Problem description -
Reproduce the part of the parallel energy method section below, starting with "We define the" and going on through "of key frames.".

4.3 Parallel Energy Method

Each body part performs its own task in a parallel manner. In Labanotation, each column may contain symbols of different lengths compared to those in other columns, as shown in Fig. 4a. For example, the left lower arm is raised to the middle height, while the other body parts hold the same positions as in the first key frame. This suggests giving each body part its own energy function.

We analyze the motions of each body part by using the spherical coordinate system because Labanotation is based on the spherical coordinate system. We can use the same local coordinate systems for each body parts as defined in the Labanotation. See Fig. 5a. Namely, we can set the origin of the local coordinate system at the joint near the body center, while the axes are aligned with the global body coordinate system. The joint position of the far side joint can be represented as (x, y, z) in this local coordinate systems. We convert these positions from the Cartesian coordinate system to the spherical coordinate system as follows:

$$ r = \sqrt {x^{2} + y^{2} + z^{2} } , $$
(9)
$$ \theta = \arccos \left( {\frac{z}{r}} \right), \theta \in \left[ {0,180} \right], $$
(10)
$$ \phi = \arctan \left( {\frac{y}{x}} \right),\phi \in \left( { - 180,180} \right]. $$
(11)

We calculate the geodesic angular speed for all four upper-body parts (right upper and lower arms, left upper and lower arms) as follows:

$$ \vec{v} = \left( {\dot{\phi }sin\theta } \right)\vec{e}_{\emptyset } - \dot{\theta }\vec{e}_{\theta } , $$
(12)

We define the energy function of each body part as its speed:

$$ E_{s} = \left| {\vec{v}} \right|. $$
(13)

We employ two Gaussian filters with different \( \sigma \) to smooth the result of the energy function and to detect the precise positions of key frames.

$$ E\left( x \right) = E_{s} \left( x \right)*G\left( x \right), $$
(14)

First, we apply the Gaussian filter with the larger \( \sigma \) to the energy function. We detect all local minimum points along the output. By given a rough position of local minimums on the larger scale, we update the position of the “true minimum” by searching in between two nearby inflection points on the energy function filtered by the Gaussian filter with the smaller \( \sigma \). Here, we use the criteria \( E^{\prime \prime } \left( x \right) = 0 \) and \( E^{\prime \prime \prime \left( x \right)} \ne 0 \) to find out the inflection points of filtered energy function (Witkin 1984).

Data excerpt -
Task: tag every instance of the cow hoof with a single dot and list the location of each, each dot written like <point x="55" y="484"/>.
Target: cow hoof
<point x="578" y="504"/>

Result for this exercise -
We define the energy function of each body part as its speed:

$$ E_{s} = \left| {\vec{v}} \right|. $$
(13)

We employ two Gaussian filters with different \( \sigma \) to smooth the result of the energy function and to detect the precise positions of key frames.